**Written exercise**. Pull out every line of the records that contains the string "black", and copy each one. Case counts.

**Record excerpts**.
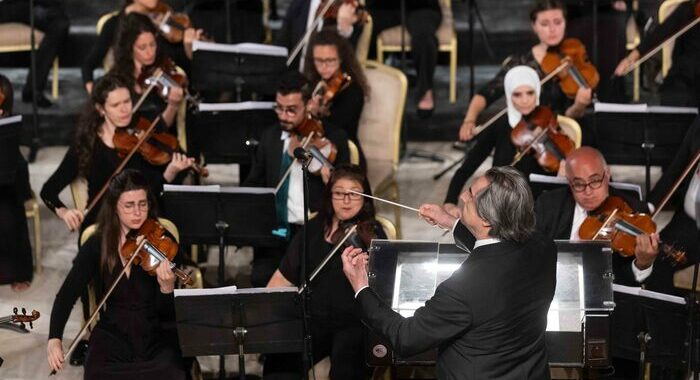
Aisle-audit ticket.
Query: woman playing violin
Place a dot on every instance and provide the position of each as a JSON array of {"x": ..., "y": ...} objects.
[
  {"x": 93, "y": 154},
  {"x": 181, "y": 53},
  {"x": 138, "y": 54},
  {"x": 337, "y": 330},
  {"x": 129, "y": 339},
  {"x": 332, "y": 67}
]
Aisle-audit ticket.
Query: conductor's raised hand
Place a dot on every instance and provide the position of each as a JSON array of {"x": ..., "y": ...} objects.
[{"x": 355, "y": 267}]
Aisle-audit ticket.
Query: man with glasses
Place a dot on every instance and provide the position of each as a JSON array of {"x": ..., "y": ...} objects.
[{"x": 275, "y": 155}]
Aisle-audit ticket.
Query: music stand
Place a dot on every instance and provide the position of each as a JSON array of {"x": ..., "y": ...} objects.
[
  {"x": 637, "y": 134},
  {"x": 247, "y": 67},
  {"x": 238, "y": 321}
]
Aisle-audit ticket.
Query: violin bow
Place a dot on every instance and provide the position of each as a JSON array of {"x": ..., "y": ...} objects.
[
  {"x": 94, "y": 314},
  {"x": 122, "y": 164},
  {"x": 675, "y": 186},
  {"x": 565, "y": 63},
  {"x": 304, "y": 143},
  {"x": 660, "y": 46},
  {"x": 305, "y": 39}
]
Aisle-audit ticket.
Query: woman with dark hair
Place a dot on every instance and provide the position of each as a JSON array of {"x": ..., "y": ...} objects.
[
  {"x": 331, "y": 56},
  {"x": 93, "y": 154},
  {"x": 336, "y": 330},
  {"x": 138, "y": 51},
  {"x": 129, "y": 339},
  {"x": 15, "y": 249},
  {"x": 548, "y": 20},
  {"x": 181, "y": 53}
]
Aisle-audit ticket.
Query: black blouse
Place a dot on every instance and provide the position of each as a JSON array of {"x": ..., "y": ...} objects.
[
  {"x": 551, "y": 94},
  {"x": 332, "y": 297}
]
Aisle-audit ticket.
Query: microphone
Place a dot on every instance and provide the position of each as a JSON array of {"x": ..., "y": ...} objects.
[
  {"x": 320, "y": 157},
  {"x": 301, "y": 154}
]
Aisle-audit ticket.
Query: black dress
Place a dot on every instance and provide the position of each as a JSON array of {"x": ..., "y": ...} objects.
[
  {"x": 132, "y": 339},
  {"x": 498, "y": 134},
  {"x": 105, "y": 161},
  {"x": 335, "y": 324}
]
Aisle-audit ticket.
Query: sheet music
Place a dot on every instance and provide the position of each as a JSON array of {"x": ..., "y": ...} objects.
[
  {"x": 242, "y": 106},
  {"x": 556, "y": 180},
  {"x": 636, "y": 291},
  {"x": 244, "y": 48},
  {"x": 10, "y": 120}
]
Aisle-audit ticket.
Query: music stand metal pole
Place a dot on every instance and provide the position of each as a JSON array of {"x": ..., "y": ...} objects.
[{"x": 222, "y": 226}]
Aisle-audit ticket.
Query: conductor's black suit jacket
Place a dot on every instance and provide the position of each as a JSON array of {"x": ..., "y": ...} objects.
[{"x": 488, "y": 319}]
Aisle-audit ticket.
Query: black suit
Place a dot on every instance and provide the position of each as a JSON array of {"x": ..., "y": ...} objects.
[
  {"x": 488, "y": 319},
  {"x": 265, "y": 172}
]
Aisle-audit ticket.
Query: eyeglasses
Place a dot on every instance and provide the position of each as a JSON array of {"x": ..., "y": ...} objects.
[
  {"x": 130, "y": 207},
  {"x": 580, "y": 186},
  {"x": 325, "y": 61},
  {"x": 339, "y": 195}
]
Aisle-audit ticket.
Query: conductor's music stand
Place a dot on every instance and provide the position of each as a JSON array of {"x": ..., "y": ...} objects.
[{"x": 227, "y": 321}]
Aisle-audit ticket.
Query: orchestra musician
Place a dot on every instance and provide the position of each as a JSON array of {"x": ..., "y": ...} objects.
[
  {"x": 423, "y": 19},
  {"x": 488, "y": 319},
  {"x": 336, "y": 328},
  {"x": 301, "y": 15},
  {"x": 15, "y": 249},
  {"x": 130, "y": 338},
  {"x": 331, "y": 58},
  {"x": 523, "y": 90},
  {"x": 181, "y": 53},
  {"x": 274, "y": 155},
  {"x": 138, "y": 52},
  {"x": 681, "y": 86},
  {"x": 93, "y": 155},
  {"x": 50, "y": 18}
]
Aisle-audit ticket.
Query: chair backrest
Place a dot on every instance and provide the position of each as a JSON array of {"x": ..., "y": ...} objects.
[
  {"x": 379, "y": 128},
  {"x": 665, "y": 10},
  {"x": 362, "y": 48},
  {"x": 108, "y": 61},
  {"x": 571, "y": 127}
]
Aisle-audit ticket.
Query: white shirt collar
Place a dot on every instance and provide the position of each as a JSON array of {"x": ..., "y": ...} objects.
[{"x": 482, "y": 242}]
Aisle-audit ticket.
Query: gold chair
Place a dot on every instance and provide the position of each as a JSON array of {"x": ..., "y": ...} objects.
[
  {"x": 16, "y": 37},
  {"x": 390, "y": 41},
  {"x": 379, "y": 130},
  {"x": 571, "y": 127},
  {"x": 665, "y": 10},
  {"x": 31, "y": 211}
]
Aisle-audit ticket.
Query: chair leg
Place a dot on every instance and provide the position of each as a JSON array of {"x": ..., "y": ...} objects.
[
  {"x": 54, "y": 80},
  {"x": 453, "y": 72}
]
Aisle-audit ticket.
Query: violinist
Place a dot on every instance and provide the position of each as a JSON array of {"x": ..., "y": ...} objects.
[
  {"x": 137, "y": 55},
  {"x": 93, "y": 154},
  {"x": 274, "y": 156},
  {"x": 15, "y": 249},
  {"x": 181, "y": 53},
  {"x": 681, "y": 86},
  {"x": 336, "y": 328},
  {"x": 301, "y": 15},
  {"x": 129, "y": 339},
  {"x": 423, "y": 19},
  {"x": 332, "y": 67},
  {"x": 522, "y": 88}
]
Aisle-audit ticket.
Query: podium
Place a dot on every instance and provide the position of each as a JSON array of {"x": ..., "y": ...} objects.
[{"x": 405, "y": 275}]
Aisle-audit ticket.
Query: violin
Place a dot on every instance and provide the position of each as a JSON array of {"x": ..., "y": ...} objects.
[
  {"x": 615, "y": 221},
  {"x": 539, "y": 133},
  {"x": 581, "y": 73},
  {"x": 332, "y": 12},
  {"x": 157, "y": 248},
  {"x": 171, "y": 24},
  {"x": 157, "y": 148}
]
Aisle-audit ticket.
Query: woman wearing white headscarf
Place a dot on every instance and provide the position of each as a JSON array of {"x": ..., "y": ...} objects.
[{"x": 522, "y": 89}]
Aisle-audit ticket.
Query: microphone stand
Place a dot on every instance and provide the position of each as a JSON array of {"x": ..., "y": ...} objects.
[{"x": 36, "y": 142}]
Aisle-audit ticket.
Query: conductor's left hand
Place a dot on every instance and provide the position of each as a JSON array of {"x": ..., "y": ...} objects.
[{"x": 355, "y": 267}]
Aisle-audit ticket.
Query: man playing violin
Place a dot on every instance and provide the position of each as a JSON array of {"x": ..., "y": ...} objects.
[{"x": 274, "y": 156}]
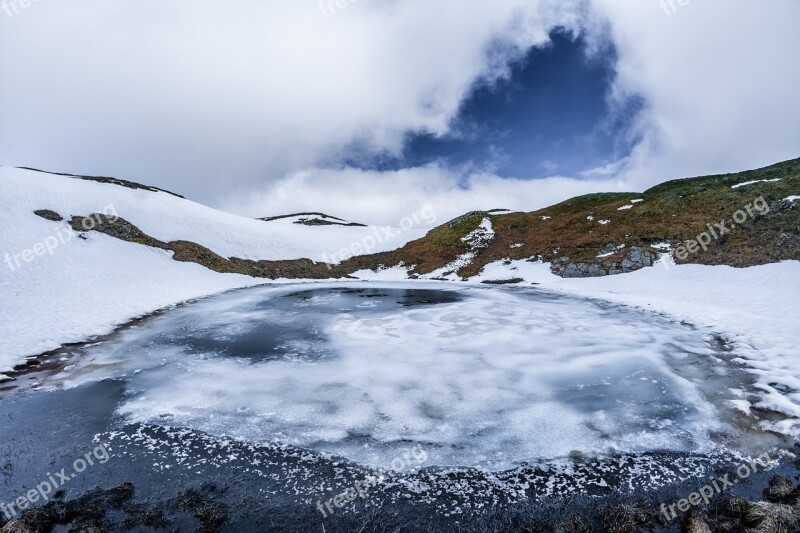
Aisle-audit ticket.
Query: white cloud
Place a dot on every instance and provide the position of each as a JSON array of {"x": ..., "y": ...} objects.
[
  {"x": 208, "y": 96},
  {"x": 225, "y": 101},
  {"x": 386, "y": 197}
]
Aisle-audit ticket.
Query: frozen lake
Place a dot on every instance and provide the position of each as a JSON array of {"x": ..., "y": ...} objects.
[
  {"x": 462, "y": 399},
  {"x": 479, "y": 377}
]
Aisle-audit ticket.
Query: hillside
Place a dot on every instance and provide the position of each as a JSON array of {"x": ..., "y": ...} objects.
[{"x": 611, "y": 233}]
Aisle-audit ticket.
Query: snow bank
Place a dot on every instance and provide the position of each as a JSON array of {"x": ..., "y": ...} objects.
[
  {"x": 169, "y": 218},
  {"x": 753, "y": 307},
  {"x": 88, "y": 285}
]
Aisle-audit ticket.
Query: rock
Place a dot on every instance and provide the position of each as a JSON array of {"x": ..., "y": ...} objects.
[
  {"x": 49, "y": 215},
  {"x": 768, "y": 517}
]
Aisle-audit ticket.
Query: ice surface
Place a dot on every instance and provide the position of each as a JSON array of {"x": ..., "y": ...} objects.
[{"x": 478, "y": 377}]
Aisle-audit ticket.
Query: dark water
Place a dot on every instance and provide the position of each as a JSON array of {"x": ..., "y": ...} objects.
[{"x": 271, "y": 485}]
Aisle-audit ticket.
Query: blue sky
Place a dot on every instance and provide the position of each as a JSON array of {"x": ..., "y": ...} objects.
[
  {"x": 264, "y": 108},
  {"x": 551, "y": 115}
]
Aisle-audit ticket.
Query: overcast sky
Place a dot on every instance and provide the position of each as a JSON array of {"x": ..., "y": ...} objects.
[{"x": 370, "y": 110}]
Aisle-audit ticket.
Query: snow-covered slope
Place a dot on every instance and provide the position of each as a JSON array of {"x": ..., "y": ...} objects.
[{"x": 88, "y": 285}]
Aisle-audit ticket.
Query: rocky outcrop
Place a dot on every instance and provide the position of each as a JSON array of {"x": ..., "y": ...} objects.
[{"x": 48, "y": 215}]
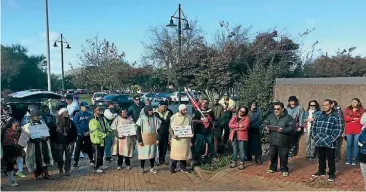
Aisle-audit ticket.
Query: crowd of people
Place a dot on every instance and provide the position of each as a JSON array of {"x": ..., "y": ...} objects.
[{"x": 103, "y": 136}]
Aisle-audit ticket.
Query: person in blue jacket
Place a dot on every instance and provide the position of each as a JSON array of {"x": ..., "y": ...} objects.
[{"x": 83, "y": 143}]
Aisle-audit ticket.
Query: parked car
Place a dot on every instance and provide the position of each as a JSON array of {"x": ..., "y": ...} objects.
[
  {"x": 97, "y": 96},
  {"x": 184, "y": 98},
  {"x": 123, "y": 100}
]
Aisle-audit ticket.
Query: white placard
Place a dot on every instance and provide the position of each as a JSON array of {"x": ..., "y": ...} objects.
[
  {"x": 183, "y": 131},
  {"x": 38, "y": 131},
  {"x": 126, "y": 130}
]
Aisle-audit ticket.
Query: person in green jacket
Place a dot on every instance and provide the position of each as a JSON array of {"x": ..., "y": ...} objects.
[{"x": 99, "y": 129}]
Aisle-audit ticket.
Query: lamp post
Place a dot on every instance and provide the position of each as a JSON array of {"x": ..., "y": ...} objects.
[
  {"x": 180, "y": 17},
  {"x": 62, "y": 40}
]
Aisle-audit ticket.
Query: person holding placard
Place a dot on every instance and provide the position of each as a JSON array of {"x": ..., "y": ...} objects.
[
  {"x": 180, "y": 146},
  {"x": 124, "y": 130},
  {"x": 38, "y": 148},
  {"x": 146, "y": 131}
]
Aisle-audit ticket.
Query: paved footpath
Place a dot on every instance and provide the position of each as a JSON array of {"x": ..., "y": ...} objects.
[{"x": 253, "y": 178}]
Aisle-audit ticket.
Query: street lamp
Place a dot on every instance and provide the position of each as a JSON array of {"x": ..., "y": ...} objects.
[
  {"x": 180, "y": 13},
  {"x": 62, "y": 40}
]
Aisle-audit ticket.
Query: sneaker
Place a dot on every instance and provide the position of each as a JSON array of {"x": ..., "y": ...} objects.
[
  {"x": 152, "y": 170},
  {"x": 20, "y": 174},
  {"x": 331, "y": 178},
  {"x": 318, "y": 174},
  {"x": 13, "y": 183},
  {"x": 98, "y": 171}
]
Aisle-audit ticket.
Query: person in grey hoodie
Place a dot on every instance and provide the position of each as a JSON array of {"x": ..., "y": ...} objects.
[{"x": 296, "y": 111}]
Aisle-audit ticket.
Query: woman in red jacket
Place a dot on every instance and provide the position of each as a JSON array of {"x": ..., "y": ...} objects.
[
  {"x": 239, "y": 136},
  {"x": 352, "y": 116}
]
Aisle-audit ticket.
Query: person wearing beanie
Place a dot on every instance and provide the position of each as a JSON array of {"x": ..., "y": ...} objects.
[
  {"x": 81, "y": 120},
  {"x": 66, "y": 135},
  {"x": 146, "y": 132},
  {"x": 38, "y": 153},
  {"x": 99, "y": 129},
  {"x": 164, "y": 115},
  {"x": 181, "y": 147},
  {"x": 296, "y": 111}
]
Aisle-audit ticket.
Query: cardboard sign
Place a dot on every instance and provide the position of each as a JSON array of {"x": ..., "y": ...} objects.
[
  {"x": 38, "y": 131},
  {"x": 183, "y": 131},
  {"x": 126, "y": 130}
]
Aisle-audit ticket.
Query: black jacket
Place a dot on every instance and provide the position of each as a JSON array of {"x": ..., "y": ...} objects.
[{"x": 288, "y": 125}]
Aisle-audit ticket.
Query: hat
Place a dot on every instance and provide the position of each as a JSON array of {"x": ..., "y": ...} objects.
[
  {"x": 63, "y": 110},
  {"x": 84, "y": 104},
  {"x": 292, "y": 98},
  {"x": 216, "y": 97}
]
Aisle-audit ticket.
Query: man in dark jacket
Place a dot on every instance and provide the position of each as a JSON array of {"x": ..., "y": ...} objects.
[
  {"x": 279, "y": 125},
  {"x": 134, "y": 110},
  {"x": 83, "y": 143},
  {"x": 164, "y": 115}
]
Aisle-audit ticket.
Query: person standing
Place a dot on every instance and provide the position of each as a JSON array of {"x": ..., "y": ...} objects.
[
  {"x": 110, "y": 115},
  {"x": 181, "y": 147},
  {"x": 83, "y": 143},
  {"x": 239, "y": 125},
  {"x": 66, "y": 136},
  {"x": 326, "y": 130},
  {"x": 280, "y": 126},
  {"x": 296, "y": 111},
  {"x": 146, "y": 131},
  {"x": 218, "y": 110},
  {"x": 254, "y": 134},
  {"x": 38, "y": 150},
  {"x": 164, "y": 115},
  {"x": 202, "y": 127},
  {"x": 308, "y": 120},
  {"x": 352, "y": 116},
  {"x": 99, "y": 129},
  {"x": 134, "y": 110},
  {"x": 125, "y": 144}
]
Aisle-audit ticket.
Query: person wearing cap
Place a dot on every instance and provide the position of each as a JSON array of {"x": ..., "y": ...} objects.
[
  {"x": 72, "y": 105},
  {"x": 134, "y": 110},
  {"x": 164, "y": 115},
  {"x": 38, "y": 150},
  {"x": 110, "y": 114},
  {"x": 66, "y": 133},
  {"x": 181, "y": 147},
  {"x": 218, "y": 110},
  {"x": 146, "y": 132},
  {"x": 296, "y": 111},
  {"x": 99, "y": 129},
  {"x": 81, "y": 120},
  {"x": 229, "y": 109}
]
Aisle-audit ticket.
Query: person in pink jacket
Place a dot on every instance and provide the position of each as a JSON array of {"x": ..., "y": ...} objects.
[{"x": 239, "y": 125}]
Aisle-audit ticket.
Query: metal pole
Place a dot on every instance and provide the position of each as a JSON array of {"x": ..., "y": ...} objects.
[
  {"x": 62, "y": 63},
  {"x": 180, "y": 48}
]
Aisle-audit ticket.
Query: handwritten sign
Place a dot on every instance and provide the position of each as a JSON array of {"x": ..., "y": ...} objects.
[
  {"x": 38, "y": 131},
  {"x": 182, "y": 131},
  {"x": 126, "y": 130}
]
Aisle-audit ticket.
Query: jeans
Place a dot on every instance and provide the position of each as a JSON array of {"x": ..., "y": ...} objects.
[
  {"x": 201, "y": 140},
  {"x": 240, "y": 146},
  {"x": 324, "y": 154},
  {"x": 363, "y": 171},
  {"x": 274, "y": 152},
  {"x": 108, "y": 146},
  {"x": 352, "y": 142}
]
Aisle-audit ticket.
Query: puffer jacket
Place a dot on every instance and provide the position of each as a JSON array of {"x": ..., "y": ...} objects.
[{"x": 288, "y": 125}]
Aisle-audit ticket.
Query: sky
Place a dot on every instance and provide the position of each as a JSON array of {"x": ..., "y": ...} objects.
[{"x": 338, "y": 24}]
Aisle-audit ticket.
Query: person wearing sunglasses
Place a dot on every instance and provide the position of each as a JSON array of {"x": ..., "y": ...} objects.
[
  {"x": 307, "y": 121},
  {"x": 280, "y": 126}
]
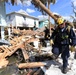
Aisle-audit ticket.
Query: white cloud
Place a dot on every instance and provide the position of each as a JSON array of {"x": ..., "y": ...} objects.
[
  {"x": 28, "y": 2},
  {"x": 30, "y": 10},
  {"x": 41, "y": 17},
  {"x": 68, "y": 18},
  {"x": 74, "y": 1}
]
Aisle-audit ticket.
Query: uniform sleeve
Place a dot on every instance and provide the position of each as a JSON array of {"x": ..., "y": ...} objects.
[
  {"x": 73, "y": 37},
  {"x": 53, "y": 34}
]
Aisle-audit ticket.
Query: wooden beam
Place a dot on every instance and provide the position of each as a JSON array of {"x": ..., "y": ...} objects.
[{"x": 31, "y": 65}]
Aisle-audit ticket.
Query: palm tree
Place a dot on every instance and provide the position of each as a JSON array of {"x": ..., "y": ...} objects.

**Final answer**.
Query: black blouse
Query: black dress
Query: conductor's black suit jacket
Query: black suit
Query: black jacket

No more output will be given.